§ SUPPLIED RECORDS:
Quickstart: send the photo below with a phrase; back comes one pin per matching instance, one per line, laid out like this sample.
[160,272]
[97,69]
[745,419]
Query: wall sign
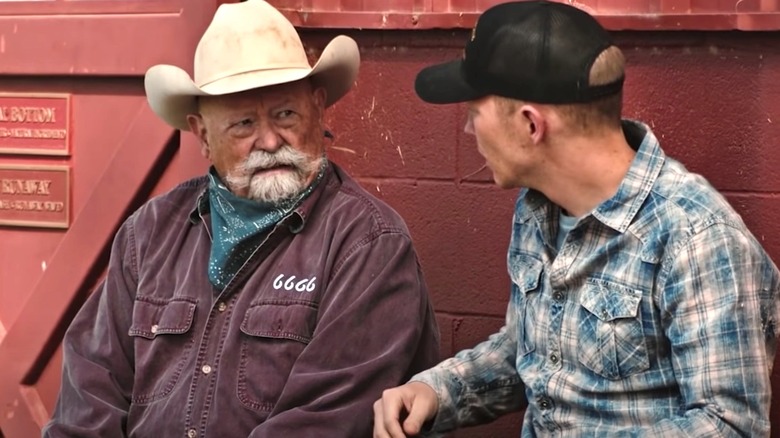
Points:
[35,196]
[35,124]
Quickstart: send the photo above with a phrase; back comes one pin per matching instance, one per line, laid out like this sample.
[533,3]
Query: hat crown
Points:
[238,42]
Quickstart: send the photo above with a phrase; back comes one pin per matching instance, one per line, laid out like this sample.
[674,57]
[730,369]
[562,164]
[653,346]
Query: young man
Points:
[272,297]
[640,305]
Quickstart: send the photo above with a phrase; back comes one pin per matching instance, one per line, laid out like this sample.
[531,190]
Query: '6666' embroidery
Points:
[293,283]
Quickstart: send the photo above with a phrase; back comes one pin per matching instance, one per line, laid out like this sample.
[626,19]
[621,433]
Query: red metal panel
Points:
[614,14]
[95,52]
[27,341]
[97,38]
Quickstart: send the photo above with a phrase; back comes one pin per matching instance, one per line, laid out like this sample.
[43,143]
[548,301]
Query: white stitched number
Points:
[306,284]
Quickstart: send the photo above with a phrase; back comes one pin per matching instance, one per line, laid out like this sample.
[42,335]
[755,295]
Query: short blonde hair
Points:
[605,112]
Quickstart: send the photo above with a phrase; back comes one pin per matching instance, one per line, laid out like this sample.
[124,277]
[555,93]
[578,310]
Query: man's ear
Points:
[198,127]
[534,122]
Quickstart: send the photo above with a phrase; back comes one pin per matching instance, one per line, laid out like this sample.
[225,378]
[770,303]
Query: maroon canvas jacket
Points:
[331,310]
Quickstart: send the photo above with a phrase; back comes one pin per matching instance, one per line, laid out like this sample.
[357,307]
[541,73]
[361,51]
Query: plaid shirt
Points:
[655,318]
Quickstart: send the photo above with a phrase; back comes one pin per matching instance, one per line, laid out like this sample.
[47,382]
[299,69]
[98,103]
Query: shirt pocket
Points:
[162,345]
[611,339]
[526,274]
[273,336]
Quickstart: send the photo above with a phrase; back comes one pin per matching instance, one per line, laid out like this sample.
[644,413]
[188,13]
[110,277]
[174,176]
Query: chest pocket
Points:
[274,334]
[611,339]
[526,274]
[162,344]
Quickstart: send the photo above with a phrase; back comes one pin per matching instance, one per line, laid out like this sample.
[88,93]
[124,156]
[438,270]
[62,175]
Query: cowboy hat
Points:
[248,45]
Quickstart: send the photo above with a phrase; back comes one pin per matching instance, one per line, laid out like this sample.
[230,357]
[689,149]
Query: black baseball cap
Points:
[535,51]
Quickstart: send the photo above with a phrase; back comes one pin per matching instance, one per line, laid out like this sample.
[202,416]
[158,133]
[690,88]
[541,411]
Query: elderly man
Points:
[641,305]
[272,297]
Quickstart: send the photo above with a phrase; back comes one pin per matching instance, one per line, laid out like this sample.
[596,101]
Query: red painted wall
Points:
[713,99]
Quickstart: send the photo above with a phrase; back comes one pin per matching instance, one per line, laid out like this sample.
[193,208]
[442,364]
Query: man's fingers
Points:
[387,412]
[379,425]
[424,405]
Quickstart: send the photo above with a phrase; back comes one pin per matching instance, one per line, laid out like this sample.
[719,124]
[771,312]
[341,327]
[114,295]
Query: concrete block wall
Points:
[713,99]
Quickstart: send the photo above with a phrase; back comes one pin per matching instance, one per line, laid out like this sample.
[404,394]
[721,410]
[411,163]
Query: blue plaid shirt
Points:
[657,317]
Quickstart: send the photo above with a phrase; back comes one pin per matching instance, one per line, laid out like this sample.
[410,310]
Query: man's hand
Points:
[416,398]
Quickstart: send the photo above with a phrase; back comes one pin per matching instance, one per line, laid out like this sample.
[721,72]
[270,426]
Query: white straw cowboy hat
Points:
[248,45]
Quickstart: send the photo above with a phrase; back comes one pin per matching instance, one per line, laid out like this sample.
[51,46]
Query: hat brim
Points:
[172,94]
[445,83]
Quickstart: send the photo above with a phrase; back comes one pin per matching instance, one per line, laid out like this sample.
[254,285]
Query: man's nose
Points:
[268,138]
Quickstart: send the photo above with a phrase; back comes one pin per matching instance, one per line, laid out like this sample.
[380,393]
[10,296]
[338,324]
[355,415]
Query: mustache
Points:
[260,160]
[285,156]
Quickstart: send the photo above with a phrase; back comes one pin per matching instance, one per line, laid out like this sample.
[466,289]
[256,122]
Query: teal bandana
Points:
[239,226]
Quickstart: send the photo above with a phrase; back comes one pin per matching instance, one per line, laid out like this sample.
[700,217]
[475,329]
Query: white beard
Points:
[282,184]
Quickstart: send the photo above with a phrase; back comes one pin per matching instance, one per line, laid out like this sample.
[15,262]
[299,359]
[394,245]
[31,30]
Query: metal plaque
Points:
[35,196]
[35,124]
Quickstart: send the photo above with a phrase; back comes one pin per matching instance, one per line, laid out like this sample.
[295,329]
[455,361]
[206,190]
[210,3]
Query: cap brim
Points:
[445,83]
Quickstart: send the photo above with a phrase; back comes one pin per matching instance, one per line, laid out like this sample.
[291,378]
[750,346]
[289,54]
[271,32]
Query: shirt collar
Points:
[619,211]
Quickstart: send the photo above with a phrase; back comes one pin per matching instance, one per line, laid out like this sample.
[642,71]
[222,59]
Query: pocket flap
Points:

§ EXERCISE PROMPT:
From the data above, pick out each line containing "wall" and copy it.

§ WRITTEN SOLUTION:
Query: wall sign
Query: red painted wall
Query: concrete block wall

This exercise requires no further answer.